• WHAT THIS TASK INVOLVES
Reproduce every one of the items below word for word, line by line, in the same order.

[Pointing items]

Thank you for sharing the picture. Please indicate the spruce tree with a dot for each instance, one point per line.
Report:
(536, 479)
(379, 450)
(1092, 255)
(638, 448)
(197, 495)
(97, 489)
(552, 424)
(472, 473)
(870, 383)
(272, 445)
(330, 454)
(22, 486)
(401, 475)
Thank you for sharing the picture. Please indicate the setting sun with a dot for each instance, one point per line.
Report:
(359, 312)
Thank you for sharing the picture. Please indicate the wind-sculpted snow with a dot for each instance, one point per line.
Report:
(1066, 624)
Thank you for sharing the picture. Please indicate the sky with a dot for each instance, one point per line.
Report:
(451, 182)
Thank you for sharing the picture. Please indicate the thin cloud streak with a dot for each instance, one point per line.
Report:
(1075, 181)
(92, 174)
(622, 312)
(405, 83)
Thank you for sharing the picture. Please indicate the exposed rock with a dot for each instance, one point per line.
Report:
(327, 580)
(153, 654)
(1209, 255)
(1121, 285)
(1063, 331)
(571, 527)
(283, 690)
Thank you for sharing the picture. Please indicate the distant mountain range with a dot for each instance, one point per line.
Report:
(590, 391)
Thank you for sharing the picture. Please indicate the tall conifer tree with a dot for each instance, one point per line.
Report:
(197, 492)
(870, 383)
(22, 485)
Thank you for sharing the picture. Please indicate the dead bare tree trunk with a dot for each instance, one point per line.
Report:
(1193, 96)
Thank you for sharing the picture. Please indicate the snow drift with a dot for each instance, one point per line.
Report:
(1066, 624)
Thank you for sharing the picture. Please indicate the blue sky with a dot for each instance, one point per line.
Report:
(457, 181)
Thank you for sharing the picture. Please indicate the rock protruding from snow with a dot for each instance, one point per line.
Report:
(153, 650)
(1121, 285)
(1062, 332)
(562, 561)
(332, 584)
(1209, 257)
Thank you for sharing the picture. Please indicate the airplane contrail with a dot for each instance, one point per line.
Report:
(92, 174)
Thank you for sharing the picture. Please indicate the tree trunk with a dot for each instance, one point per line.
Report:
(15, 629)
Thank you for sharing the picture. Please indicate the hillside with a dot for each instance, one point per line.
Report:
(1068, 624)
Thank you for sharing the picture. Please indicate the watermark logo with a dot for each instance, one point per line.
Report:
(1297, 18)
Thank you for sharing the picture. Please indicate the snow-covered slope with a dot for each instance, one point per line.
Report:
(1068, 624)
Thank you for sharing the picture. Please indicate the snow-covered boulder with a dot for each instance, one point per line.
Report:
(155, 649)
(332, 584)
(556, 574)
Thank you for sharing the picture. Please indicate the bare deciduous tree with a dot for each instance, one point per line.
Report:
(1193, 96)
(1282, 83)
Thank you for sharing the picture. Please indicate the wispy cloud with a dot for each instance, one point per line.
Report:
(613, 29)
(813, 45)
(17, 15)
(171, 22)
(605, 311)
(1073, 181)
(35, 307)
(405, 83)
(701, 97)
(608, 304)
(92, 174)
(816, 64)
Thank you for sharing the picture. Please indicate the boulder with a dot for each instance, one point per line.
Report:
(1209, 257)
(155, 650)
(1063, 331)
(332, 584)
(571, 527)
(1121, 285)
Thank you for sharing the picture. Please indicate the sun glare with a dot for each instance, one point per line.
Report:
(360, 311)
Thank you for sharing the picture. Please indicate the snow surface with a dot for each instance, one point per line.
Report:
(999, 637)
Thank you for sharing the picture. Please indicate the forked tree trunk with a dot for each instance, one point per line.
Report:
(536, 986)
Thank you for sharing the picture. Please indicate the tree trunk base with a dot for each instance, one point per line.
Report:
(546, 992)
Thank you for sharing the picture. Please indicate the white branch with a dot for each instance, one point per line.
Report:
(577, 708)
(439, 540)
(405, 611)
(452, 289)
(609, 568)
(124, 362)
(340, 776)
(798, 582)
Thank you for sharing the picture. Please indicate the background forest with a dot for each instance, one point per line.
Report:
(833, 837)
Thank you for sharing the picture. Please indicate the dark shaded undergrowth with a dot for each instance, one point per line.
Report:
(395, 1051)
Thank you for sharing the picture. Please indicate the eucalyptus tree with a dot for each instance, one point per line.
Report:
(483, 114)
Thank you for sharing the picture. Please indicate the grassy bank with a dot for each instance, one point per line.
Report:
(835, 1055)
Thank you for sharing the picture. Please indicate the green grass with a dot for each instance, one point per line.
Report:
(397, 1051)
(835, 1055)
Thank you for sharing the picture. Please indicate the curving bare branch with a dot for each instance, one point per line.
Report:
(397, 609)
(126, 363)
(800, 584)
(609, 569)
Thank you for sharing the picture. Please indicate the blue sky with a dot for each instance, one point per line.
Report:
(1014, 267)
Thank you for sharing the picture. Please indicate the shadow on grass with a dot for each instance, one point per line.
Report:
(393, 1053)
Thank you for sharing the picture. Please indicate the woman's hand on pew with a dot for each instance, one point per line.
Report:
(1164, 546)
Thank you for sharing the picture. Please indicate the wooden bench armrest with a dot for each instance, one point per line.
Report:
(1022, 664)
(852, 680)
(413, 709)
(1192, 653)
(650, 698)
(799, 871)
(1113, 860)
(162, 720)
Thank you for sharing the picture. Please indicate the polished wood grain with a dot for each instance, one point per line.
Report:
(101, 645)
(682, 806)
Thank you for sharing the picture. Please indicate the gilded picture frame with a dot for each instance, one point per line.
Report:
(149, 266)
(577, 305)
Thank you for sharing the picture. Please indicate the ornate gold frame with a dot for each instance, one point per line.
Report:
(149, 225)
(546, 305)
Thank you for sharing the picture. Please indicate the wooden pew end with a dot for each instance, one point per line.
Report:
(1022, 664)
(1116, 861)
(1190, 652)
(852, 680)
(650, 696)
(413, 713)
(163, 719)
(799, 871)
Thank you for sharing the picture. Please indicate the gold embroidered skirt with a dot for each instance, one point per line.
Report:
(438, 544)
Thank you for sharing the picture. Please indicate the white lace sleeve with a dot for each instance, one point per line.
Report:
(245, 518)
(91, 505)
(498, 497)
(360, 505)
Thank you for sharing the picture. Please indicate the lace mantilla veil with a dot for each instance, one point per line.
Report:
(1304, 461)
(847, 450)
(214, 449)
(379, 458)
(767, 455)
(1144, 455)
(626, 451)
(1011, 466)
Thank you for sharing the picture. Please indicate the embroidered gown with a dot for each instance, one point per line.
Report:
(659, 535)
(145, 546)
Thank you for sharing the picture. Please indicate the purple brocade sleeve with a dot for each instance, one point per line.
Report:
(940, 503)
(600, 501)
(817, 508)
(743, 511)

• TASK SOLUTION
Thank you for sharing the picture. Please indicate the spruce tree with a dot for each instance, one point per line.
Report:
(536, 479)
(379, 450)
(1092, 255)
(638, 448)
(197, 495)
(97, 489)
(552, 424)
(472, 473)
(870, 383)
(272, 445)
(330, 454)
(22, 486)
(401, 475)
Thank you for sharing the picture. Please indicate the setting sun with a dot for each instance, one point per line.
Report:
(359, 312)
Thank you for sharing the picture. Please indicate the wind-sculpted snow with a dot for each instance, one point per line.
Report:
(1066, 624)
Thank you for sharing the picture. Please indicate the sky with a dot for each instance, one point per line.
Report:
(451, 182)
Thank you for sharing the picture. Please indicate the thin cloud streak with a dot for each instance, one point per line.
Report:
(1075, 181)
(92, 174)
(622, 312)
(405, 83)
Thank you for sharing the picture. Please indicate the exposed rock with a dot for each instance, one point per line.
Report:
(327, 580)
(153, 654)
(1209, 255)
(1121, 285)
(1063, 331)
(571, 527)
(283, 690)
Thank you for sharing the picture. Please indicate the distant mountain range with a dot for each instance, one point per line.
Report:
(590, 391)
Thank you for sharing the picture. Please indicate the tall conifer tree with a dot for each instance, one point per line.
Report:
(197, 492)
(870, 383)
(22, 485)
Thank you for sharing the picture. Please indicate the dead bare tree trunk with a dot for each instance, one point per line.
Report:
(1193, 96)
Thank you for sharing the picture. Please indicate the snow drift with a dot for each instance, one point per line.
Report:
(1066, 624)
Thank you for sharing the picture. Please indicate the blue sky with a dot for each instance, one point per line.
Report:
(457, 181)
Thank you for sharing the picture. Please indicate the rock protruding from snow with a dot for each instance, one point per line.
Report:
(153, 650)
(1121, 285)
(1062, 332)
(562, 561)
(332, 584)
(1209, 257)
Thank you for sharing the picture. Please indicate the airplane contrail with a dot for each instance, one point per line.
Report:
(92, 174)
Thank you for sharing the picture. Please indicate the tree trunk with a dot for each instance, one point per line.
Report:
(15, 629)
Thank you for sharing the picture. Please indicate the hillside with a dot for each instance, one point per line.
Report:
(1068, 624)
Thank you for sharing the picture. Please indicate the watermark logo with a dot for each instance, one point per line.
Report:
(1297, 18)
Thank you for sharing the picture. Please indicate the snow-covered slope with a dot for each instance, one point per line.
Report:
(1068, 624)
Thank you for sharing the picture. Please indicate the snow-covered boulder with a dot for each instance, one point per line.
Report:
(155, 649)
(332, 584)
(556, 574)
Thank you for sharing the picture. Please indicate the bare deciduous tree with a dot for each instance, one point per line.
Report:
(1193, 96)
(1282, 83)
Thank you for sharing the picture. Please indicate the wispy cloud with a dot for each instance, one point per line.
Report:
(613, 29)
(813, 45)
(17, 15)
(171, 22)
(605, 311)
(1073, 181)
(35, 307)
(405, 83)
(701, 97)
(608, 304)
(92, 174)
(816, 64)
Thank you for sharing the picture. Please indicate the boulder with a dot for each instance, one point per line.
Report:
(1209, 257)
(155, 650)
(1063, 331)
(332, 584)
(571, 527)
(1121, 285)
Thank you for sharing the picture. Please indicate the sun glare with a dot for each instance, one point per line.
Report:
(360, 311)
Thank you for sharing the picture. Please indicate the snow surface with a dot for each instance, one point per line.
Report:
(999, 637)
Thank you for sharing the picture. Please indicate the forked tree trunk with a dot for each instance, one point per line.
Report:
(536, 986)
Thank you for sharing the picture. Please indicate the tree trunk base with a dot for each instance, one point per line.
Report:
(546, 992)
Thank you for sharing the picture. Please indicate the white branch with a dot for each instance, one point per line.
Report:
(577, 708)
(439, 540)
(405, 611)
(452, 289)
(609, 568)
(124, 362)
(340, 776)
(798, 582)
Thank you for sharing the picture. Please indicate the background forest with a dot for each instance, one point per line.
Report:
(833, 837)
Thank you for sharing the picture. Please indicate the dark shaded undergrowth with a dot for each instance, one point per line.
Report:
(395, 1051)
Thank you for sharing the picture. Please indicate the eucalyptus tree with a dot for each instance, one point per line.
Report:
(483, 114)
Thank you for sharing the picture. Please indicate the grassy bank with a dot for each instance, one point per line.
Report:
(835, 1055)
Thank you for sharing the picture. Please indicate the green grass with a dot for each instance, one point per line.
Report:
(397, 1051)
(835, 1055)
Thank you for sharing the picture. Please indicate the curving bare branch with a dot for each instance, one point per line.
Report:
(397, 609)
(126, 363)
(800, 584)
(609, 569)
Thank you for sharing the picture. Please indicate the blue sky with a dot for each instance, one point per line.
Report:
(1014, 267)
Thank you for sharing the picture. Please indicate the shadow on grass with a dot for each instance, one point per line.
Report:
(393, 1053)
Thank you for sharing the picture. Please indicate the woman's hand on pew with a dot for each instance, one point per line.
Report:
(1164, 546)
Thank you for sharing the picture. Please indicate the wooden bench armrest with a dot for each instance, one point per line.
Report:
(1022, 664)
(852, 680)
(413, 709)
(1192, 653)
(650, 698)
(799, 871)
(1113, 860)
(162, 720)
Thank you for sharing the picture. Please indicate the polished wood grain with a dot for each instance, one point per line.
Report:
(101, 645)
(682, 806)
Thank you for sharing the picture. Please indicate the gilded picture frame with a dot for each instance, one point per line.
Report:
(149, 266)
(577, 305)
Thank you for sharing the picture. Please indicate the ornate gold frame with a dot for each instance, one point per line.
Report:
(149, 225)
(546, 305)
Thank you for sharing the picture. Please indicate the wooden pew end with a dot for each instance, one point per line.
Report:
(1022, 664)
(1116, 861)
(1190, 652)
(852, 680)
(650, 696)
(413, 713)
(163, 719)
(799, 871)
Thank you for sharing the picture. Please indicate the gold embroidered skirt with a dot for each instance, one point per line.
Report:
(438, 544)
Thank you for sharing the picture. Please indicate the white lace sleeve with a dot for each instance, one point per line.
Report:
(245, 518)
(91, 505)
(498, 497)
(360, 505)
Thank you for sharing the picture. Please indicate the lace mantilla veil with a dot for each instance, one point per line.
Report:
(1304, 461)
(847, 450)
(214, 449)
(379, 458)
(767, 455)
(1144, 455)
(626, 451)
(1011, 466)
Thank you for sharing the picture. Please indicate the embroidered gown with a dot for each instance, one point per line.
Report:
(659, 535)
(145, 546)
Thank you for sharing the picture. Please indicate the purple brocade sleeve with a dot for each instance, one point per line.
Report:
(940, 503)
(600, 501)
(817, 508)
(743, 511)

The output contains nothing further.